Passage to read:
○ ○ ○ ○
The conventional 4340 steel was used after quenching and tempering, strengthened by the classical pearlitic structure where cementite particles are dispersed through the ferrite matrix. In the present study, a heterostructure microstructure consisting of micro-sized residual ferrite zones and pearlitic zones was introduced by an optimized process of intercritical quenching and tempering, resulting in a steel with higher strength and better toughness. The pearlite steel has a tensile strength of 1233 MPa, yield strength of 1156 MPa, and toughness of 121.5 MJ/m³. Compared with the pearlite steel, the tensile strength and yield strength of the heterostructure steel have been improved by 67 MPa and 74 MPa, respectively, while the toughness has been increased by 52.5 MJ/m³. In this heterostructure, the micro-sized ferrite bulks serve as the soft zones surrounded by the hard zones of the pearlite structure to achieve a remarkable work-hardening capacity. Statistical analysis shows that the heterostructure has the best hetero-deformation-induced (HDI) hardening capability when the residual ferrite bulk contributes ~31% by volume fraction, and the quenching temperature is around 780 °C. This study opens new ways of thinking about the strengthening and toughening mechanism of heat treatment of medium carbon steels.
○ ○ ○ ○
Stated exercise: Extend the passage above on heterostructured 4340 steel with a few more sentences that pick up right after its last one.

Data records:
○ ○ ○ ○
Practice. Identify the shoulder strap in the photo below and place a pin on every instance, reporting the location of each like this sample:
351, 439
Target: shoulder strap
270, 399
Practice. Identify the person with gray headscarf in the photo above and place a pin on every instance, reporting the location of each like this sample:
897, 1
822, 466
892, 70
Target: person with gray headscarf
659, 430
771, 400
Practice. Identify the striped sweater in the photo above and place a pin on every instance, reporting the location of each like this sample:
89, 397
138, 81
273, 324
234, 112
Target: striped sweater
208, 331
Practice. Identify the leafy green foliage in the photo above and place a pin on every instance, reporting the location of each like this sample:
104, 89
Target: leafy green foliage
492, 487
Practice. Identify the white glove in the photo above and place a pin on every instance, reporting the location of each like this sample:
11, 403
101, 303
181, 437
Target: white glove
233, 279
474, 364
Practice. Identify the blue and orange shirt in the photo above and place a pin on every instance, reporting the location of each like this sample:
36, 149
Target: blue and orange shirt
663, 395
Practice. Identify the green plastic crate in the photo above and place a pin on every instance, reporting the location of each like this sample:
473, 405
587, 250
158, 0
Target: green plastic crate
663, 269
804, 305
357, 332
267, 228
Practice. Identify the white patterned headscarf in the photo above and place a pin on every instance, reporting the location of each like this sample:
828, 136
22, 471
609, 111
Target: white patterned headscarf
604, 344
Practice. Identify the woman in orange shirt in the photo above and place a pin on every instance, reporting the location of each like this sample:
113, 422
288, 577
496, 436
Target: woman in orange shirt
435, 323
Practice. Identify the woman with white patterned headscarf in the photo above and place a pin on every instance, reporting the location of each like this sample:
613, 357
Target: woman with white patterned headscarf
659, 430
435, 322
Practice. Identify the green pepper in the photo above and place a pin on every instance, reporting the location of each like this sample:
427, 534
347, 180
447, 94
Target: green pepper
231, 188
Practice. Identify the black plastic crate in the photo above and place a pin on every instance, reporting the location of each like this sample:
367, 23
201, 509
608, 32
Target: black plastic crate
○ ○ ○ ○
In response:
1. Introduction

As a high-quality quenched and tempered steel, 4340 alloys have been widely used in various industrial applications such as aircraft landing gear, harmonic reducer flexsplines, and transmission shafts, due to its favorable combination of strength and toughness [1,2,3]. These mechanical components, which are subjected to high pressure and adverse alternating loads, usually operate in harsh environments where superior overall performance is expected. The 4340 low-alloy steels are alloyed with Cr, Ni, Mo, and Mn elements, to provide good hardenability and fatigue resistance [4,5]. The addition of Cr, Ni, and other elements can improve the hardenability of the alloy and improve the strength and toughness of ferrite in the microstructure, while Mo and Cr elements can promote the formation of carbide, inhibit the growth of austenite grains and prevent tempering brittleness.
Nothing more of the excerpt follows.